> **WORK TO COMPLETE**
Pick out every line below that contains the string "query", and copy each of those lines in full.
* * * * * * * * *
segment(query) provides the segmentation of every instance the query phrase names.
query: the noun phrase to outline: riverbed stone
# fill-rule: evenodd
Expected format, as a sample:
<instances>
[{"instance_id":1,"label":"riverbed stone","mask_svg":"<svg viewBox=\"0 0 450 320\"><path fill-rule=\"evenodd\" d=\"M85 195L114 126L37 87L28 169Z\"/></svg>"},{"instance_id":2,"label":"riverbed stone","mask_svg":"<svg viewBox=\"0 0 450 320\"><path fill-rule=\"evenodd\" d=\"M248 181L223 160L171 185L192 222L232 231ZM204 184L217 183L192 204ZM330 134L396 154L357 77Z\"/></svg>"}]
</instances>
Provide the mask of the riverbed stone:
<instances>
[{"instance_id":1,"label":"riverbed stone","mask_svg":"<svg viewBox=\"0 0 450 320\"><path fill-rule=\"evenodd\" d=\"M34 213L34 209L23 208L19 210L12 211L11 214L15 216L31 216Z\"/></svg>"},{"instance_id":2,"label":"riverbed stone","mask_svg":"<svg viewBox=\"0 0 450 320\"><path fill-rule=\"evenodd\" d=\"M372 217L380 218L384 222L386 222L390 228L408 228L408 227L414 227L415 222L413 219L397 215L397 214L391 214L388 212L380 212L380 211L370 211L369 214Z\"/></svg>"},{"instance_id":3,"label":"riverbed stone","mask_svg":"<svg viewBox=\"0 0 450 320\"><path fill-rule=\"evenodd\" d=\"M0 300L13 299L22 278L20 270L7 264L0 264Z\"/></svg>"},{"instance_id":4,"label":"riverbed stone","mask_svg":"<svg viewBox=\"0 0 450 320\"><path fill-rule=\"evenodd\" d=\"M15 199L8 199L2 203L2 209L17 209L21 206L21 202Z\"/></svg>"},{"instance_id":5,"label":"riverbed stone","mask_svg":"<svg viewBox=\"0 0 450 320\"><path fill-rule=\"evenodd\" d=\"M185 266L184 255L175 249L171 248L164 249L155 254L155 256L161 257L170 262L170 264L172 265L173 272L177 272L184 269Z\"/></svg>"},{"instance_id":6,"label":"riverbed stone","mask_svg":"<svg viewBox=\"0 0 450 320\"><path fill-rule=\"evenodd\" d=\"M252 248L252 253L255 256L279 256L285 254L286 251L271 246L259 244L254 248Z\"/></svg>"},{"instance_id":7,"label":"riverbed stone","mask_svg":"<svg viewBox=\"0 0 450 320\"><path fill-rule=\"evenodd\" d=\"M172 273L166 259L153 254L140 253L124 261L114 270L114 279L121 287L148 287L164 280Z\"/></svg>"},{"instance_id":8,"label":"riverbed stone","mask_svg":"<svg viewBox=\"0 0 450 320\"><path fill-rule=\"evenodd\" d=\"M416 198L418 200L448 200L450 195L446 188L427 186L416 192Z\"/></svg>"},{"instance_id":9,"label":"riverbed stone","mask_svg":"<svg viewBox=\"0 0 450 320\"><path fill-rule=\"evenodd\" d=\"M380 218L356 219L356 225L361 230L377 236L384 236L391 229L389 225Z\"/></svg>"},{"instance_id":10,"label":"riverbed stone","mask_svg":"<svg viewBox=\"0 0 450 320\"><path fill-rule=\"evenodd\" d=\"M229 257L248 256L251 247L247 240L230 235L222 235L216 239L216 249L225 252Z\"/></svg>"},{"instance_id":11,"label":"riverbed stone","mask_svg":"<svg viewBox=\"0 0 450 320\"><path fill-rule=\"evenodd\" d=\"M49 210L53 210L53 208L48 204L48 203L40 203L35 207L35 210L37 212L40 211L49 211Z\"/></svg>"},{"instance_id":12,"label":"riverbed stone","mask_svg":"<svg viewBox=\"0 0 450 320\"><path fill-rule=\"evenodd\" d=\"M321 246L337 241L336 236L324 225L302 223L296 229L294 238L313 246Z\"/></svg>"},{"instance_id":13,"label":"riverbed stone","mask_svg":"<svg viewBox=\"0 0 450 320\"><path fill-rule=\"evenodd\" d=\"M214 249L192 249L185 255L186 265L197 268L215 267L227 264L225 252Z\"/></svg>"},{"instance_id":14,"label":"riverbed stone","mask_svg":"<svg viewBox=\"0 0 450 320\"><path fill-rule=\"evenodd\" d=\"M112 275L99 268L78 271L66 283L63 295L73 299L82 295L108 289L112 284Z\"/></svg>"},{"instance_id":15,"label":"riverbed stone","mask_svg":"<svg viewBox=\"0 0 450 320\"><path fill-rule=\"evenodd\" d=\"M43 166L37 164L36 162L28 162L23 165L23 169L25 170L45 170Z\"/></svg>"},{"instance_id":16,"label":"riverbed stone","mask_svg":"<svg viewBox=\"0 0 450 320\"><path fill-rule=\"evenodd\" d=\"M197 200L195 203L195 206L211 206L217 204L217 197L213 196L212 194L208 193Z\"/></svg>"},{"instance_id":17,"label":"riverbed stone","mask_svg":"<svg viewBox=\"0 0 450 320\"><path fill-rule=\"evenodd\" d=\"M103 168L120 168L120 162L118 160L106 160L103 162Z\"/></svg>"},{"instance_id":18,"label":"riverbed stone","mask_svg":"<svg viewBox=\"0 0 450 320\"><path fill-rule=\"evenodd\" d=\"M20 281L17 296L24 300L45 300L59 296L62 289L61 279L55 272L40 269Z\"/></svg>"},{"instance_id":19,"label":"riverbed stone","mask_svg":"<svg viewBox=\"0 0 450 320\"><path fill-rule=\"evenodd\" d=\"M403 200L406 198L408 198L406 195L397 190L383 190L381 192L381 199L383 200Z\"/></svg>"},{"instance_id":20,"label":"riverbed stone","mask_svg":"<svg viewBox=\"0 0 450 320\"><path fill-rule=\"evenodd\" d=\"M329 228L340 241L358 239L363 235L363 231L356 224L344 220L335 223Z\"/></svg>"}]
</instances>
* * * * * * * * *
> **SOLUTION FOR THIS PROBLEM**
segment(query) provides the segmentation of every instance the query phrase names.
query: the noun phrase to outline: riverbed stone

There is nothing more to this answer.